• Excerpted records:

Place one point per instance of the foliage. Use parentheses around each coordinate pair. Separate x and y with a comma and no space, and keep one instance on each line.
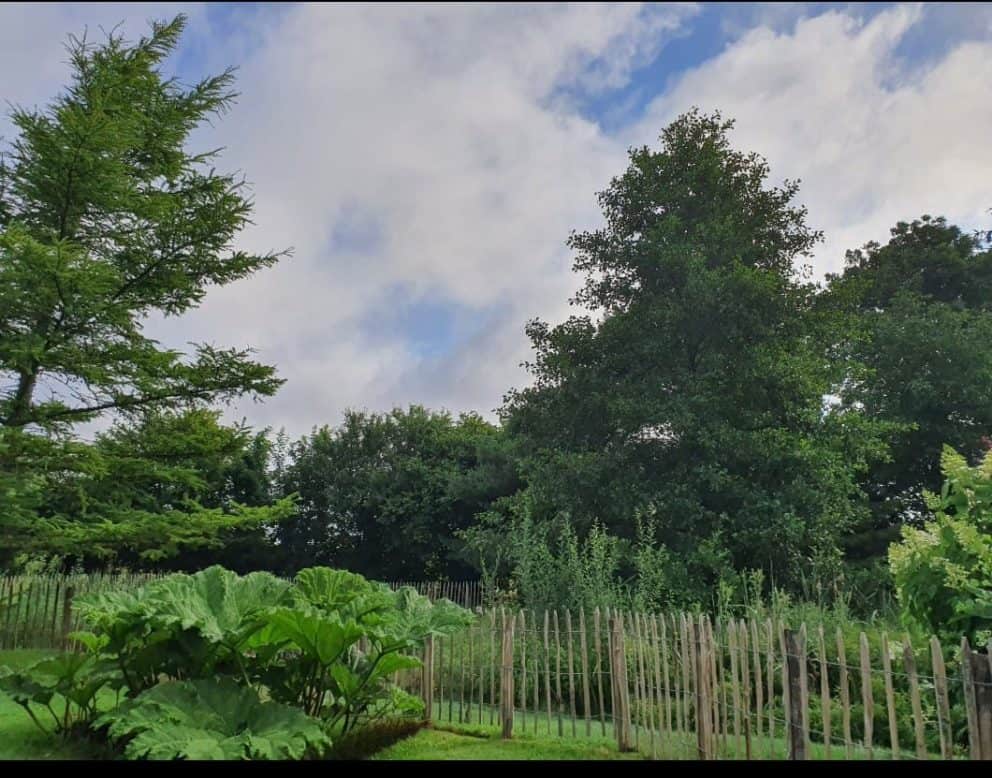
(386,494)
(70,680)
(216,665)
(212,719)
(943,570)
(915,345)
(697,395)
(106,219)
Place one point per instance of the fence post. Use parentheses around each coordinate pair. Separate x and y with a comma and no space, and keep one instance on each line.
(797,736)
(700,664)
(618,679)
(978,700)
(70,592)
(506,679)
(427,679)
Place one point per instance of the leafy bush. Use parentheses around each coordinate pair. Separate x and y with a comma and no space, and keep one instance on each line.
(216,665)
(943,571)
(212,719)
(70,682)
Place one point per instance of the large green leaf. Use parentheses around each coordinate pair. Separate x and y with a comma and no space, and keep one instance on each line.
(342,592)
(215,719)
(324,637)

• Aim: Output every line of the entries above as a numbered list, with no blank lines and no pictures.

• The response:
1. Place one point per instance of the foliage. Use parentheses around each coordinate pair. Separate x and y with a comma and no space, and keep one instance on each line.
2. (386,494)
3. (70,680)
4. (216,665)
5. (212,719)
6. (943,570)
7. (915,345)
8. (697,395)
9. (106,219)
10. Place one point per instance of the fence post. Use parentheses around each coordinate pair. Separate x and y with a comma and no space, and keep one instance on each line.
11. (797,736)
12. (700,664)
13. (618,679)
14. (978,700)
15. (70,592)
16. (506,679)
17. (427,679)
18. Place one point per instance of the leafy bush. Use parentheses around each coordinate pair. Separate x and y with a comma and no space, and keep one instance on each line.
19. (216,665)
20. (943,571)
21. (212,719)
22. (70,682)
23. Place one point per instance of the large green leaf. Use parentheses around each coordinate pair. Separate x and y with a comma and no space, and keep one instance on each line.
24. (342,592)
25. (215,719)
26. (324,637)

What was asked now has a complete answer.